The lift and drag forces on any body generally depend on the velocity of the body ($v$), the density of the fluid ($\rho$), the area of the object ($A$) and a dimensionless coefficient ($C_L$ or $C_D$). The applicable area can be a bit fuzzy in terms of whether you're talking about frontal area or planform area, but for a train this is going to basically be the area in the plane normal to the direction of travel (given that most of the train cars are simply in the wake of the locomotive). The coefficients can vary a bit with velocity due to turbulence, but will generally be between 0 and 2. The functional form is:

$$ F_L = 1/2\rho A C_L v^2$$

Crudely estimating a freight train as being $4\, m$ tall and wide, moving at $16 \, m/s$ ($57 \, kph$). This gives us that lift will be around $2500 N$ for the entire train (not enough to lift an ordinary automobile). This calculation is not meant to be extremely precise, but even it's off by a factor of ten, lift would be minimal compared to the overall weight of the vehicle.

(Required tasks):
1/ Find each line in the listing below that contains the word "mist", and copy those lines.
2/ Write what comes next in the passage about lift and drag on a freight train, starting after its last sentence.

(Input for this task):
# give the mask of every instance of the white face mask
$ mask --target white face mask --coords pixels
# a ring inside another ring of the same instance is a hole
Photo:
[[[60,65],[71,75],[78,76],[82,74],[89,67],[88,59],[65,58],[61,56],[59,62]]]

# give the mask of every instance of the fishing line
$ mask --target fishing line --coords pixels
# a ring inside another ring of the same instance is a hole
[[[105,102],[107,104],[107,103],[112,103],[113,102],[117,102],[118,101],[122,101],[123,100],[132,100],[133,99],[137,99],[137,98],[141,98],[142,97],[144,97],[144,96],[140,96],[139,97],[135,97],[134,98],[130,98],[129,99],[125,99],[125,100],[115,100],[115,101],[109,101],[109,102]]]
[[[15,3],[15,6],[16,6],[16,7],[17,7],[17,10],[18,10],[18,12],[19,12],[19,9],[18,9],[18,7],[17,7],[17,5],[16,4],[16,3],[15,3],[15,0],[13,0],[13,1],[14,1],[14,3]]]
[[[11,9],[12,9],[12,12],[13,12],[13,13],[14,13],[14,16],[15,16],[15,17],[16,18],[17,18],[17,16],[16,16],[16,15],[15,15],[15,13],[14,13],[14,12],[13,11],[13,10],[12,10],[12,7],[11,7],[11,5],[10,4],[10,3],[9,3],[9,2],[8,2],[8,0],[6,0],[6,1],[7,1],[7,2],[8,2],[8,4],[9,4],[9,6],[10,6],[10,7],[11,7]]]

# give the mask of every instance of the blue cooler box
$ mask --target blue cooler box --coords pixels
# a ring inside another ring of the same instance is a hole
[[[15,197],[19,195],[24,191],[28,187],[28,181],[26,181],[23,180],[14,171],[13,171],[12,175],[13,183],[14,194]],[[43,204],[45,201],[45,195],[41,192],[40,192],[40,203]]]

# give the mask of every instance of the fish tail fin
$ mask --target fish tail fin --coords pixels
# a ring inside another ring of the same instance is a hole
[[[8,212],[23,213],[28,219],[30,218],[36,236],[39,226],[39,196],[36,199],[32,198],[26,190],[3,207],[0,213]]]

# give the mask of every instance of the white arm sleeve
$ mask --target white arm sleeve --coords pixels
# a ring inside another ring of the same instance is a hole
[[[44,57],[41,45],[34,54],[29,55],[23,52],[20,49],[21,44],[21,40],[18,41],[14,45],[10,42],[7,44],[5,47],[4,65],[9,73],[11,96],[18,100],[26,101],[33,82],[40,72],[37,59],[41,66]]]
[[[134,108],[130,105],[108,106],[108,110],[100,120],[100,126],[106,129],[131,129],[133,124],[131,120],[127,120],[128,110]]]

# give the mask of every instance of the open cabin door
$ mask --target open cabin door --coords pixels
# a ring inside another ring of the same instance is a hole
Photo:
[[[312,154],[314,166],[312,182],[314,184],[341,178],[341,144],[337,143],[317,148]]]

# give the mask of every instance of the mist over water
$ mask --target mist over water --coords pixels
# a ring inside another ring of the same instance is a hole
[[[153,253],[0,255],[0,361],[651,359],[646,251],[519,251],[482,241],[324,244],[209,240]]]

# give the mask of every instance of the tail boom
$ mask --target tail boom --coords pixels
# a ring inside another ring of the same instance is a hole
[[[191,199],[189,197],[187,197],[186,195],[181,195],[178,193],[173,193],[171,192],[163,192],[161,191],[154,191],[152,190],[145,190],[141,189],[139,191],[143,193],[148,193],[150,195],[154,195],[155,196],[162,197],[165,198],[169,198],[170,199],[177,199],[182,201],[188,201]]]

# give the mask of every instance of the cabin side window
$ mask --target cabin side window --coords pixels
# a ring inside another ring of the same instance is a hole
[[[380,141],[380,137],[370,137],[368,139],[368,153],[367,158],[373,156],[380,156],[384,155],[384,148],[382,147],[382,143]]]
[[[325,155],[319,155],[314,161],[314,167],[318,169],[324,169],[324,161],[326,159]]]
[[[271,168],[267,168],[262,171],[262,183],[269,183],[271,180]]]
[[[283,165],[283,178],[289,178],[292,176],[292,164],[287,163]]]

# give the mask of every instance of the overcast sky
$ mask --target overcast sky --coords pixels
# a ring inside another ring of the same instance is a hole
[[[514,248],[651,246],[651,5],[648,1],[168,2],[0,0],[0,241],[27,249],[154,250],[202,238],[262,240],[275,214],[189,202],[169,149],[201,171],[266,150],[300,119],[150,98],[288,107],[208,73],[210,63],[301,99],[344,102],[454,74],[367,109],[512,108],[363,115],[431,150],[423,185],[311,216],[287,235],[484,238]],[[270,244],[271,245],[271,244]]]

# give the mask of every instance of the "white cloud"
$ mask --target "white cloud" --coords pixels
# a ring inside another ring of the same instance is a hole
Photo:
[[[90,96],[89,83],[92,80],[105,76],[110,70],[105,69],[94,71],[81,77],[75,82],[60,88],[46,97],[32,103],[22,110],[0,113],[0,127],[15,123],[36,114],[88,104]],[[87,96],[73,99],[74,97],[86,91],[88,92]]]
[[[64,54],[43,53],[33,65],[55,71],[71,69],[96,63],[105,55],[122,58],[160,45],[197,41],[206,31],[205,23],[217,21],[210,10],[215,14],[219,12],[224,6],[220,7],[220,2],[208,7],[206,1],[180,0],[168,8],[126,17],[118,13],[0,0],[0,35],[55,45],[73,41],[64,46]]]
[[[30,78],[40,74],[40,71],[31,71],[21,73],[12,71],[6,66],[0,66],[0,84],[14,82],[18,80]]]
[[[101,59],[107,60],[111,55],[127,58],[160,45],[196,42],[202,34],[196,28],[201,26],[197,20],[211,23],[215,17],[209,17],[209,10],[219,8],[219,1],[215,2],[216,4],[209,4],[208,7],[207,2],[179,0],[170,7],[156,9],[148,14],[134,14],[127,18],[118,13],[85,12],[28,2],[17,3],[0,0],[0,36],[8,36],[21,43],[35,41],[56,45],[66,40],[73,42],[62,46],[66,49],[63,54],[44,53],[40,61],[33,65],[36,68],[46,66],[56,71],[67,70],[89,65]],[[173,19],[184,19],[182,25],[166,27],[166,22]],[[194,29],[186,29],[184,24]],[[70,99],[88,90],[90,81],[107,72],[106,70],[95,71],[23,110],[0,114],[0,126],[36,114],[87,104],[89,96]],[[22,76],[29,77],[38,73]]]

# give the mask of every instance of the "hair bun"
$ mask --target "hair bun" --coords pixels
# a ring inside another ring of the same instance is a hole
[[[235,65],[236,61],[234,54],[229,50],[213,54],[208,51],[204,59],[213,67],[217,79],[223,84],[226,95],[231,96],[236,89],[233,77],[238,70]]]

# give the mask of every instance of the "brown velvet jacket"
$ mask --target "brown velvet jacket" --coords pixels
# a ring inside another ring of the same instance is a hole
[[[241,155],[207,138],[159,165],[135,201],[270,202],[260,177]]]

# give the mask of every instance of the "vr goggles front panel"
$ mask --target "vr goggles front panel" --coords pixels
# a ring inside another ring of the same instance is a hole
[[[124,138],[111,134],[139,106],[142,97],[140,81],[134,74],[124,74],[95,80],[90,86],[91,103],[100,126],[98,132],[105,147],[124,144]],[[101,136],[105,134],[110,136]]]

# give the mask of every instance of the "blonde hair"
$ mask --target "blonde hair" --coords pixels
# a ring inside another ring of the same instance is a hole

(Responses in order):
1/
# give the mask of every instance of the mist over water
$ mask --target mist over water --coords pixels

2/
Given that, you might consider the merits of adding additional aerodynamic elements. Here you get into a tradeoff between generating lift (to reduce downward force on the wheels) and generating drag. While lift-to-drag ratios can get high (~50 in good cases) the rolling resistance of train wheels is actually very low ($C_{rr} \sim 0.00035$). So although the lift will reduce the losses due to friction, it will increase the losses due to drag more.

So, reducing drag is good but providing lift is probably not worth it. In fact, reducing drag at the cost of adding some weight could be beneficial because wheels are so very good at bearing that load efficiently.

N.B. I consulted Wikipedia and engineering toolbox for $C_{rr}$ data. I could not verify sources for railroad wheels, but was able to confirm that values for road tires were correct via "Fundamentals of Vehicle Dynamics" by Gillespie. Any ideas on verification would be welcome.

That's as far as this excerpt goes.